━━━ Page extract ━━━

What ESG-Related Disclosures Should the SEC Mandate?

The Financial Economist Roundtable (“FER”) met in July 2021 to discuss current efforts to measure and require disclosure of firms’ ESG activities.[1]  The views of individual FER members about specific issues often differ, but the consensus was that financial regulators should be cautious in mandating disclosures.

Public comments by the current SEC commissioners suggest two opposing views: (1) increase disclosure substantially to include disclosure of environmental outcomes or (2) maintain the status quo because current rules for disclosing material risks cover environmental and social (E&S) activities.  We recommend increased disclosure, but we also recommend that the SEC not mandate disclosure of the firm’s impacts on E&S outcomes. The SEC should instead mandate disclosures on cash flows and cash flow risks related to E&S activities.

Existing calls for ESG reporting often fail to distinguish between two goals: (1) understanding the impact of E&S activities on the firm’s cash flows and (2) understanding how the firm’s activities affect the environment and society. Distinguishing between the two is essential because the SEC’s mandate covers only the first.

The second goal – helping readers understand how firms’ activities affect society – results, at least in part, from frustration with the lack of legislative and regulatory action on E&S issues.  In the absence of legislative action, proponents of SEC disclosure mandates want the SEC to enter the arena. They assume, without widely-accepted evidence, that the registrants’ disclosures would empower consumers, workers, and investors to pressure firms and lead to positive changes in firms’ E&S-related activities.  The SEC should not yield to pressure from proponents of mandated disclosures about firms’ E&S-related societal impacts, and the U.S. Congress should not require the SEC to mandate such disclosures.

━━━

### Task requirements
1 > Echo the ESG disclosure passage word for word, starting at "Public comments by" and ending at "only the first.".
2 > According to the ESG disclosure passage, when did the Financial Economist Roundtable meet to discuss efforts to measure and require disclosure of firms' ESG activities?

━━━ Data ━━━

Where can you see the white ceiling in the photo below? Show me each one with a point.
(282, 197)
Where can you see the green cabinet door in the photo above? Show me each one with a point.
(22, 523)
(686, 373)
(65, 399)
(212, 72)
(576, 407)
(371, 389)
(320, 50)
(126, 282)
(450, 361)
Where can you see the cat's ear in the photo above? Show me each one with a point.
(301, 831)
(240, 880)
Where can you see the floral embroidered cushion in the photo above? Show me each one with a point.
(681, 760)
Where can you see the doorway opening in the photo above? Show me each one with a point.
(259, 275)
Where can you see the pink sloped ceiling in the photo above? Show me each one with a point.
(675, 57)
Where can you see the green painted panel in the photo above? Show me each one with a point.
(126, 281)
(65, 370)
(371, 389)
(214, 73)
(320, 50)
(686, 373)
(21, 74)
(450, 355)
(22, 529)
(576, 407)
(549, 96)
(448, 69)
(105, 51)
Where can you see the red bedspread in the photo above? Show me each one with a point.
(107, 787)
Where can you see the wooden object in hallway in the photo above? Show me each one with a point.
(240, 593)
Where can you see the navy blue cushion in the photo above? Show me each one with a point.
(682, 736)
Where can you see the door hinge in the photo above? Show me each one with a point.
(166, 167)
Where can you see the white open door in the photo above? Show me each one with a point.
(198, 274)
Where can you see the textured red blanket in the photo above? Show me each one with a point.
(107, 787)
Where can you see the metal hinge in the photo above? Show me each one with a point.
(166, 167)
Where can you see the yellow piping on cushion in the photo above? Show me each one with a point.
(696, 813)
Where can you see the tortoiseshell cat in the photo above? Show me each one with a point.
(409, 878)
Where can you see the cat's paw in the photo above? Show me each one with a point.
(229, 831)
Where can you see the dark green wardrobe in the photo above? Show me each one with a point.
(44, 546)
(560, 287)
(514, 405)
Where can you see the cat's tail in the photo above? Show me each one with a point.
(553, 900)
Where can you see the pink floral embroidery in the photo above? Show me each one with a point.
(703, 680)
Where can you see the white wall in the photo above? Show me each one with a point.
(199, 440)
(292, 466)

━━━

### Task responses
1 >
Public comments by the current SEC commissioners suggest two opposing views: (1) increase disclosure substantially to include disclosure of environmental outcomes or (2) maintain the status quo because current rules for disclosing material risks cover environmental and social (E&S) activities.  We recommend increased disclosure, but we also recommend that the SEC not mandate disclosure of the firm’s impacts on E&S outcomes. The SEC should instead mandate disclosures on cash flows and cash flow risks related to E&S activities.

Existing calls for ESG reporting often fail to distinguish between two goals: (1) understanding the impact of E&S activities on the firm’s cash flows and (2) understanding how the firm’s activities affect the environment and society. Distinguishing between the two is essential because the SEC’s mandate covers only the first.

2 > July 2021